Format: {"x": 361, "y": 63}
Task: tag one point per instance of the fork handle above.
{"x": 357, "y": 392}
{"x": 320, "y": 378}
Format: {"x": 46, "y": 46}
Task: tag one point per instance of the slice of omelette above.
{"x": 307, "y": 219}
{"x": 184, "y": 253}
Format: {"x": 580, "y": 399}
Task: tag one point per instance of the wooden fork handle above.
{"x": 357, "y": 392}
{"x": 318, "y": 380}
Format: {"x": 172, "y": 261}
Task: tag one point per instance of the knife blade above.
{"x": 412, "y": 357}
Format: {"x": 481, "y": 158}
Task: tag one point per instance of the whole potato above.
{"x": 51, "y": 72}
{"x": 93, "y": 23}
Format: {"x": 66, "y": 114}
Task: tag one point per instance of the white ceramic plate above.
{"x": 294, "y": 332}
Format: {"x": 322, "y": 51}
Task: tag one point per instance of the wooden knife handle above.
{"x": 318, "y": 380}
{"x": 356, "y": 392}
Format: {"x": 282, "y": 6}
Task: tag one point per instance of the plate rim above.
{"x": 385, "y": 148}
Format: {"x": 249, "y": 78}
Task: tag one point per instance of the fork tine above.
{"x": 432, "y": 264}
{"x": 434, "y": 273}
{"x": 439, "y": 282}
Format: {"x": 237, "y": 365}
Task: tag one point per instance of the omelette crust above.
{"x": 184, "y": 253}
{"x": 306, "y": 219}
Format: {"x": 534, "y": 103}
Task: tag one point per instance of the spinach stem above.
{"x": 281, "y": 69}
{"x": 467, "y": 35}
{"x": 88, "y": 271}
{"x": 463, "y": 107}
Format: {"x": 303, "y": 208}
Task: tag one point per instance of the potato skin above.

** WHAT THE TASK REQUIRES **
Print the material verbatim, all of it.

** ANSWER FOR THE TASK **
Format: {"x": 361, "y": 63}
Task: tag one point per instance of the fork handle above.
{"x": 357, "y": 392}
{"x": 320, "y": 378}
Format: {"x": 46, "y": 46}
Task: tag one point per instance of the slice of omelette above.
{"x": 307, "y": 219}
{"x": 184, "y": 253}
Format: {"x": 580, "y": 399}
Task: tag one point per instance of the wooden fork handle above.
{"x": 357, "y": 392}
{"x": 318, "y": 380}
Format: {"x": 172, "y": 261}
Task: tag one point per instance of the knife blade above.
{"x": 412, "y": 357}
Format: {"x": 481, "y": 158}
Task: tag one point per instance of the whole potato above.
{"x": 51, "y": 72}
{"x": 93, "y": 23}
Format: {"x": 66, "y": 114}
Task: tag one point per instance of the white ceramic plate above.
{"x": 294, "y": 332}
Format: {"x": 322, "y": 51}
Task: tag one point per instance of the wooden knife handle above.
{"x": 318, "y": 380}
{"x": 356, "y": 392}
Format: {"x": 282, "y": 6}
Task: tag one point per instance of the plate rim above.
{"x": 385, "y": 148}
Format: {"x": 249, "y": 78}
Task: tag one point per instance of the fork tine above.
{"x": 432, "y": 264}
{"x": 434, "y": 273}
{"x": 439, "y": 282}
Format: {"x": 237, "y": 365}
Task: tag one point per instance of the omelette crust above.
{"x": 184, "y": 253}
{"x": 306, "y": 219}
Format: {"x": 534, "y": 103}
Task: tag one point per instance of the spinach stem above.
{"x": 281, "y": 69}
{"x": 467, "y": 35}
{"x": 88, "y": 271}
{"x": 463, "y": 107}
Format: {"x": 303, "y": 208}
Task: tag one point per instance of the potato skin above.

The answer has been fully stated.